_YOUR ASSIGNMENT_
Each line of the data below that holds the word "glass" is to be reported in full.

_STUDY MATERIAL_
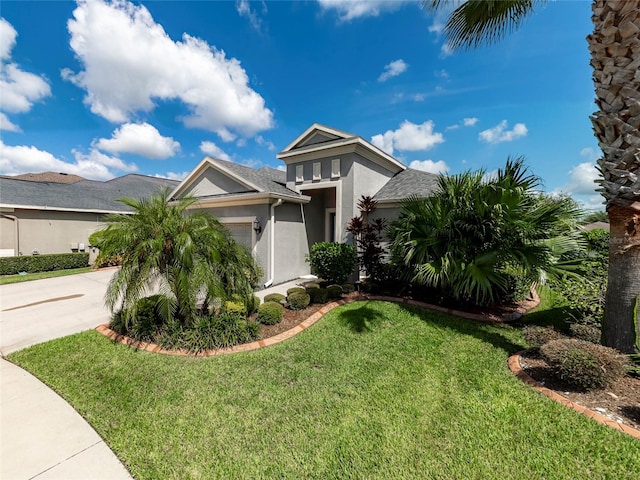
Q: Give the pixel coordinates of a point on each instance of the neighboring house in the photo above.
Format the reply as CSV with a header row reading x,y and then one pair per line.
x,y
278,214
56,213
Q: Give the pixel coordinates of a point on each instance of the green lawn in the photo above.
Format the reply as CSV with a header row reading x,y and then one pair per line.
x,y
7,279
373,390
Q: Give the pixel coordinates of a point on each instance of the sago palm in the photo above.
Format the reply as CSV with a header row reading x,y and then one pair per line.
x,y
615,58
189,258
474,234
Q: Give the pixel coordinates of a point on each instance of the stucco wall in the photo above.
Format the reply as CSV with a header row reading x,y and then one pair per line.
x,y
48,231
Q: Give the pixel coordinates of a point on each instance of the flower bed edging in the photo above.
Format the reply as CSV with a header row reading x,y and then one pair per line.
--
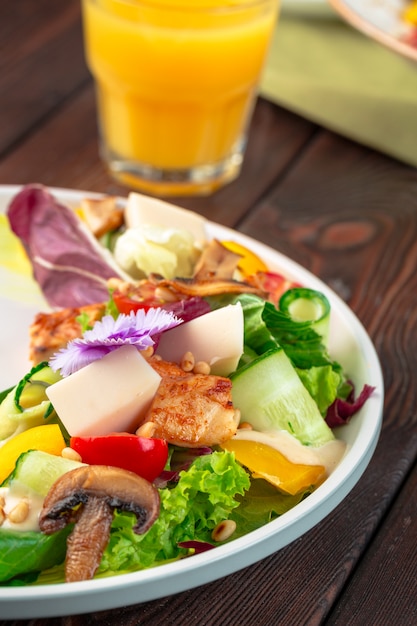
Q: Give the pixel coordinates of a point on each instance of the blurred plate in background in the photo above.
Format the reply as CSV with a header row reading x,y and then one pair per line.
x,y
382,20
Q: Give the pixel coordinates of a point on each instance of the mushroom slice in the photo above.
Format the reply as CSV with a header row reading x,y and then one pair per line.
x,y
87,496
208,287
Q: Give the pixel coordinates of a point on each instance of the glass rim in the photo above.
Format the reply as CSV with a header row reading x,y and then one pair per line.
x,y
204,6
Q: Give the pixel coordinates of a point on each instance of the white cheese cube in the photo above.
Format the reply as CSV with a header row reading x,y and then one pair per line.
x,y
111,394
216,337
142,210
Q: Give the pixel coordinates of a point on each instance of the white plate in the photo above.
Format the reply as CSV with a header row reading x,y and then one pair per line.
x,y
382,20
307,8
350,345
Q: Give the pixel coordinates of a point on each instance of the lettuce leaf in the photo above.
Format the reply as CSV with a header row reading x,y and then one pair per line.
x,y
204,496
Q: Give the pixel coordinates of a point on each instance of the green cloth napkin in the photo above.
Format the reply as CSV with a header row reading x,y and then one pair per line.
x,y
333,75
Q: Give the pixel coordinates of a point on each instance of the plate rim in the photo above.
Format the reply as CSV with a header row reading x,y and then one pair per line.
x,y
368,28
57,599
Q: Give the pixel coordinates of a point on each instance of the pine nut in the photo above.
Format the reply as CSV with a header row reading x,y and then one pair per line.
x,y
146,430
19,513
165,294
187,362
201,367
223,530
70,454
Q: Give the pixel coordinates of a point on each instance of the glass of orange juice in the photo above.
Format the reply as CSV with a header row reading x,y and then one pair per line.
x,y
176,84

_ANSWER TO THE EXERCISE_
Q: Give the pixel coordinates of a point on each instance of the glass rim in the photo above.
Q: Give the pixel coordinates of a point on each instance of the glass of orange juice in the photo above.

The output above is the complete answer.